Página:
* * * *
Após estudar textos do líder dos canudenses, pesquisador da PUC-SP contesta a visão sobre ele apresentada em Os Sertões

José Maria Mayrink

A leitura dos sermões de Antônio Conselheiro, o líder de Canudos morto em 1897, quando o arraial de Belo Monte foi arrasado pelas tropas do governo, mostra que ele era um sertanejo letrado e bom conhecedor da doutrina da Igreja Católica no século 19. O pesquisador Pedro Lima Vasconcellos, que em 2004 defendeu na Pontifícia Universidade Católica de São Paulo a tese de doutorado Terra das Promessas, Jerusalém Maldita, sobre a conotação religiosa da guerra no sertão da Bahia, chega a essa conclusão em seu trabalho de livre-docência, apresentado em junho também na PUC-SP, onde é professor do Programa de Pós-Graduação em Ciências da Religião.

Nesse estudo - intitulado Abrindo as Portas do Céu: Apontamentos para a Salvação, Subscritos por Antônio Vicente Mendes Maciel -, Vasconcellos transcreve e analisa o conteúdo do manuscrito intitulado Apontamentos dos Preceitos da Divina Lei de Nosso Senhor Jesus Christo, para a Salvação dos Homens, datado de 1895, que o pesquisador José Calasans (1915-2001), guardou e doou para a Universidade Federal da Bahia (UFBA), que o conserva em Salvador, à espera de projeto e verbas para sua publicação em livro. Além dos originais, a UFBA tem cópias eletrônicas em CD-ROM, à disposição de estudiosos interessados no assunto. Em 2002, Walnice Nogueira Galvão e Fernando da Rocha Peres publicaram, em Breviário de Antônio Conselheiro, trechos do manuscrito em fac-símile.
* * * *
Exercício proposto 1:
Responda com base no texto sobre Canudos:
(a) Em que ano morreu Antônio Conselheiro?
(b) Em que ano Pedro Lima Vasconcellos defendeu a tese de doutorado?
(c) Que universidade conserva o manuscrito?
Exercício proposto 2: Redigite o trecho do texto sobre Canudos que começa nas palavras "A leitura dos" e termina depois de "Ciências da Religião.".
As linhas não são necessárias.

(Listagem de dados)
* * * *
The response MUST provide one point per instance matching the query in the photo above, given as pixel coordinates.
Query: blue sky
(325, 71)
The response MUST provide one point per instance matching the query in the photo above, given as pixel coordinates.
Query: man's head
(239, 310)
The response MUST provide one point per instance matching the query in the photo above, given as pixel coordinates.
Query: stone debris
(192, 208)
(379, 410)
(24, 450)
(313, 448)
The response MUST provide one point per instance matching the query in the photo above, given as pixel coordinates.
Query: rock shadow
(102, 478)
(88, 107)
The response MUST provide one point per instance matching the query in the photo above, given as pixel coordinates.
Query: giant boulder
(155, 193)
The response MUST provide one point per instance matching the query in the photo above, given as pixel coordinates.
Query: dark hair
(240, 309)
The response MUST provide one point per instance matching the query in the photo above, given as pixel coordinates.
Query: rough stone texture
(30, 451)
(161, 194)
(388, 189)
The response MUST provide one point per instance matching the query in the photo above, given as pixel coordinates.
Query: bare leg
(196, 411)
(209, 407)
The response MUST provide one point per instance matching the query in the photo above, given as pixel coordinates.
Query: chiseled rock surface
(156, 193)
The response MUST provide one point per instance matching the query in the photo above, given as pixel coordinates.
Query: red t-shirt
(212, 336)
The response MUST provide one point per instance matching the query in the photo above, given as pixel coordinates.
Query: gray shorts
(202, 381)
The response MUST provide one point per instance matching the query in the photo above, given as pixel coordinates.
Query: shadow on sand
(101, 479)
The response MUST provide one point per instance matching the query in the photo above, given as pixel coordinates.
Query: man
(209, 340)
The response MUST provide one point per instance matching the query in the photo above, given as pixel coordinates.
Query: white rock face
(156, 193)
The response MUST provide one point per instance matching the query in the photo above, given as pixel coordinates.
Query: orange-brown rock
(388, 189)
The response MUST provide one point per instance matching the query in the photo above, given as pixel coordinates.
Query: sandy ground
* * * *
Resposta escrita 1:
(a) Em 1897.
(b) Em 2004.
(c) A Universidade Federal da Bahia (UFBA), em Salvador.

Resposta escrita 2:
A leitura dos sermões de Antônio Conselheiro, o líder de Canudos morto em 1897, quando o arraial de Belo Monte foi arrasado pelas tropas do governo, mostra que ele era um sertanejo letrado e bom conhecedor da doutrina da Igreja Católica no século 19. O pesquisador Pedro Lima Vasconcellos, que em 2004 defendeu na Pontifícia Universidade Católica de São Paulo a tese de doutorado Terra das Promessas, Jerusalém Maldita, sobre a conotação religiosa da guerra no sertão da Bahia, chega a essa conclusão em seu trabalho de livre-docência, apresentado em junho também na PUC-SP, onde é professor do Programa de Pós-Graduação em Ciências da Religião.